Material provided START
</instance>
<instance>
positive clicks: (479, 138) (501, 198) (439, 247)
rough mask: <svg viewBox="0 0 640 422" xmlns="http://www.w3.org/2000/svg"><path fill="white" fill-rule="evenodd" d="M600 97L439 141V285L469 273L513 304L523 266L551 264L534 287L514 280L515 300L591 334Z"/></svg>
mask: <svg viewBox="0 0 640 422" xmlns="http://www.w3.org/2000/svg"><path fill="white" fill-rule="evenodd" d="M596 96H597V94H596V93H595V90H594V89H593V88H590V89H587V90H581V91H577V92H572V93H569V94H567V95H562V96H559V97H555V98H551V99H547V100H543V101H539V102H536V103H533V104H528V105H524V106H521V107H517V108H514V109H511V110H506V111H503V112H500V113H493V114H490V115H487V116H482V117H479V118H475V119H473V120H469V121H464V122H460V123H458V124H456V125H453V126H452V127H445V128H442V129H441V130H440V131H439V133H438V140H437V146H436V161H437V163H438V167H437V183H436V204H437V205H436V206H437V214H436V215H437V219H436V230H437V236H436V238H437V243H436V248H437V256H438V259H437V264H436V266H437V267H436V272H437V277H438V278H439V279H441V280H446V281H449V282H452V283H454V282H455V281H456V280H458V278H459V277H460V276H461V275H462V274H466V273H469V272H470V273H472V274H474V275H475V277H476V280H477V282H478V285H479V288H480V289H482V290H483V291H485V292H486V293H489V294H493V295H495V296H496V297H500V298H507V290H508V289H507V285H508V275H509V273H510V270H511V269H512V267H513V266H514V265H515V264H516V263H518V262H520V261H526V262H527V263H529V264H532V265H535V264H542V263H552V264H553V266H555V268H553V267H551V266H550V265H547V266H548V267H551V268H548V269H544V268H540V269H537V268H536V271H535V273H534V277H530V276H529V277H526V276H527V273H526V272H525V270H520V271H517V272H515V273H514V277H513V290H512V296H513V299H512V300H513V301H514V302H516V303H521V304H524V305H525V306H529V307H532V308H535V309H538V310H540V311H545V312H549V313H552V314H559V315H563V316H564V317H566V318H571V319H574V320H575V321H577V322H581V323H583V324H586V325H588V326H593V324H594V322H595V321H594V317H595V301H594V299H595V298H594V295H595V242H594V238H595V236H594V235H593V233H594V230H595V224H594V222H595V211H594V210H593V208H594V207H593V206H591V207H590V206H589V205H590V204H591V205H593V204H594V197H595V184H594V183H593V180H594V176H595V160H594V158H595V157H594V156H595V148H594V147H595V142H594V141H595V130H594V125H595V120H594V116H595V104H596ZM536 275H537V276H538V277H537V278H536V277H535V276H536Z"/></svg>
Material provided END
Replace "positive clicks" with "foreground clicks" in the lines running from the start through the line containing "rough mask: <svg", inclusive. Give back only those lines, leaving everything else unchanged.

• Solution below:
</instance>
<instance>
foreground clicks: (479, 138) (501, 198) (439, 247)
rough mask: <svg viewBox="0 0 640 422" xmlns="http://www.w3.org/2000/svg"><path fill="white" fill-rule="evenodd" d="M600 97L439 141V285L469 273L513 304L523 266L551 264L534 287L514 280L515 300L591 334Z"/></svg>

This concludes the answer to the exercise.